INPUT DATA ▸
-----
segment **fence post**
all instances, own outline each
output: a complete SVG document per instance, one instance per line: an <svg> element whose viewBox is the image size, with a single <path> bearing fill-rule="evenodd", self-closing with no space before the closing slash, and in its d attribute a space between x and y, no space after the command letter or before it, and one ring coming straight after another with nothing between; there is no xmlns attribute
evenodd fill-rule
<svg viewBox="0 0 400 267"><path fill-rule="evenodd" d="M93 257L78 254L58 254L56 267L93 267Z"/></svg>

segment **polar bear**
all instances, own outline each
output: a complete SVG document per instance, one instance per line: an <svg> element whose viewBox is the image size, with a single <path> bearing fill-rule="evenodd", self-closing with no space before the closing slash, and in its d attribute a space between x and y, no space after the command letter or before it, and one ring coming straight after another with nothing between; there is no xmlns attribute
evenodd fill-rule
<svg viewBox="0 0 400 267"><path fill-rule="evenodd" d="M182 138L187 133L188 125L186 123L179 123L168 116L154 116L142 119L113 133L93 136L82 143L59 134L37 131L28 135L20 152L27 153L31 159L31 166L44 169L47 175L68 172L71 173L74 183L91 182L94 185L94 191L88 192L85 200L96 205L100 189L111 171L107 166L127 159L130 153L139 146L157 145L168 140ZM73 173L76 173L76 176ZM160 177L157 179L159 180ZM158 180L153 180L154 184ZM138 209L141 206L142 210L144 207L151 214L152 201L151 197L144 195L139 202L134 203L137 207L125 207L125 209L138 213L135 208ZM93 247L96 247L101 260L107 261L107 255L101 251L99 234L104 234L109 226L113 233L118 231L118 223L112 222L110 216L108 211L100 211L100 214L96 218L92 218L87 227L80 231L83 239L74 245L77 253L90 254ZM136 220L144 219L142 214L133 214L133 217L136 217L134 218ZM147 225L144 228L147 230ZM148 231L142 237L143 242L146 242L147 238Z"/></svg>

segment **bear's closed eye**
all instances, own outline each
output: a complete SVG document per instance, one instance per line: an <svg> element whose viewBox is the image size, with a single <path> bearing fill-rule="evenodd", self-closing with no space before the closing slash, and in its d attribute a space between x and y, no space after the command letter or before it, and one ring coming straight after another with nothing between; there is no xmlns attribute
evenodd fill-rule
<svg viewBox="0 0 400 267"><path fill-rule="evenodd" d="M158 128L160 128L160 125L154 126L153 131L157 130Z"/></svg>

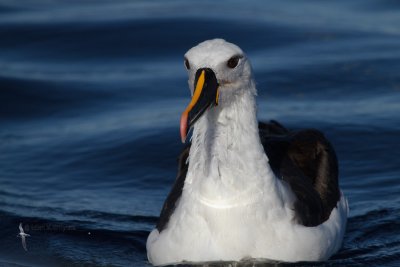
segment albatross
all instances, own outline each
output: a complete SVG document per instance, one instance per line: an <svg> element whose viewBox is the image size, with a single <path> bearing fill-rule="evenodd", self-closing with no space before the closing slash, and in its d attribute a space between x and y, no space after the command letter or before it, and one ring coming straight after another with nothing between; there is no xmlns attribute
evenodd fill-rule
<svg viewBox="0 0 400 267"><path fill-rule="evenodd" d="M348 215L330 142L315 129L257 120L252 68L238 46L208 40L184 63L187 144L147 239L150 263L327 260L341 247Z"/></svg>

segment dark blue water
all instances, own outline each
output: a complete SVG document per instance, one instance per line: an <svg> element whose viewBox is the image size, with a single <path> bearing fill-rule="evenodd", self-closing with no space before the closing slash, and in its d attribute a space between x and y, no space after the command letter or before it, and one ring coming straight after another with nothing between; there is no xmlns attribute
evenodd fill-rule
<svg viewBox="0 0 400 267"><path fill-rule="evenodd" d="M350 218L328 263L400 264L400 3L214 2L0 1L0 265L149 266L183 54L215 37L247 52L261 119L336 148Z"/></svg>

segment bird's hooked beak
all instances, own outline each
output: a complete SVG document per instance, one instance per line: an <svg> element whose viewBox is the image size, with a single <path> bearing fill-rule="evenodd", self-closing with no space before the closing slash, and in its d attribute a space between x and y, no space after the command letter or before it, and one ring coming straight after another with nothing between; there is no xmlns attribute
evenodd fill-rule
-----
WHAT THE TASK REQUIRES ▸
Exclude the pictures, then write out every record exactly as it stands.

REPLY TO THE TASK ▸
segment **fence post**
all instances, own outline each
output: a complete SVG document per instance, one instance per line: an <svg> element whose viewBox is the image size, with a single <path> bearing fill-rule="evenodd", self-closing with no space before the closing slash, and in its d attribute a space between x and y, no space after the command letter or before it, and one ring coming straight after another with nothing between; there is no xmlns attribute
evenodd fill-rule
<svg viewBox="0 0 400 267"><path fill-rule="evenodd" d="M93 257L78 254L58 254L56 267L93 267Z"/></svg>

segment **polar bear**
all instances, own outline each
output: a complete SVG document per instance, one instance per line: an <svg> element whose viewBox is the image size, with a single <path> bearing fill-rule="evenodd", self-closing with no space before the closing slash, and in its d attribute a space between x and y, no space after the command letter or before it, and one ring coming straight after another with nothing between; there is no xmlns attribute
evenodd fill-rule
<svg viewBox="0 0 400 267"><path fill-rule="evenodd" d="M182 138L187 133L188 125L186 123L179 123L168 116L154 116L142 119L113 133L93 136L82 143L59 134L37 131L28 135L20 152L27 153L31 159L31 166L44 169L47 175L68 172L71 173L74 183L91 182L94 185L94 191L88 192L85 200L96 205L100 189L111 171L107 166L127 159L130 153L139 146L157 145L168 140ZM73 173L76 173L76 176ZM160 177L157 179L159 180ZM158 180L153 180L154 184ZM138 209L141 206L142 210L144 207L151 214L152 201L151 197L144 195L139 202L134 203L137 207L125 207L125 209L138 213L135 208ZM93 247L96 247L101 260L107 261L107 255L101 251L99 234L104 234L109 226L113 233L118 231L118 223L112 222L110 216L108 211L100 211L100 214L96 218L92 218L87 227L80 231L83 239L74 245L77 253L90 254ZM136 220L144 219L142 214L133 214L133 217L136 217L134 218ZM147 225L144 228L147 230ZM148 231L142 237L143 242L146 242L147 238Z"/></svg>

segment **bear's closed eye**
all instances, own outline each
output: a complete SVG document per instance, one instance per line: an <svg> element whose viewBox is the image size, with a single <path> bearing fill-rule="evenodd", self-closing with no space before the closing slash, and in its d attribute a space between x and y, no space after the command letter or before it, and one ring coming straight after another with nothing between; there is no xmlns attribute
evenodd fill-rule
<svg viewBox="0 0 400 267"><path fill-rule="evenodd" d="M158 128L160 128L160 125L154 126L153 131L157 130Z"/></svg>

segment albatross
all instances, own outline each
output: a complete SVG document per instance, one instance per line: an <svg> element whose viewBox is the image size, with a single <path> bearing fill-rule="evenodd", self-closing with no space before the closing slash, and in its d attribute a space between x and y, no space after the command letter or before it, and one ring coming straight after another with nothing between; there is no xmlns attribute
evenodd fill-rule
<svg viewBox="0 0 400 267"><path fill-rule="evenodd" d="M348 215L330 142L315 129L257 120L252 68L238 46L208 40L184 63L187 144L147 239L150 263L327 260L341 247Z"/></svg>

segment dark blue water
all instances, own outline each
output: a complete SVG document per instance, one instance per line: an <svg> element whose viewBox is the image size, with a single <path> bearing fill-rule="evenodd", self-closing with no space before the closing slash, and in its d attribute a space between x and y, no space after the command letter or before it, and one ring coming straight after another with nothing between; there is no xmlns attribute
evenodd fill-rule
<svg viewBox="0 0 400 267"><path fill-rule="evenodd" d="M350 218L328 263L400 264L400 3L214 2L0 1L0 265L149 266L183 54L215 37L247 52L261 119L336 148Z"/></svg>

segment bird's hooked beak
all instances, own outline each
output: a complete SVG document per instance, one instance per line: an <svg> element whose viewBox is the image size, with a single <path> bearing fill-rule="evenodd", self-closing with no space before the closing slash, and in its d attribute a space between x and y, no space after the command letter or before it, and one ring coming straight after another with nothing between; there is no xmlns attribute
evenodd fill-rule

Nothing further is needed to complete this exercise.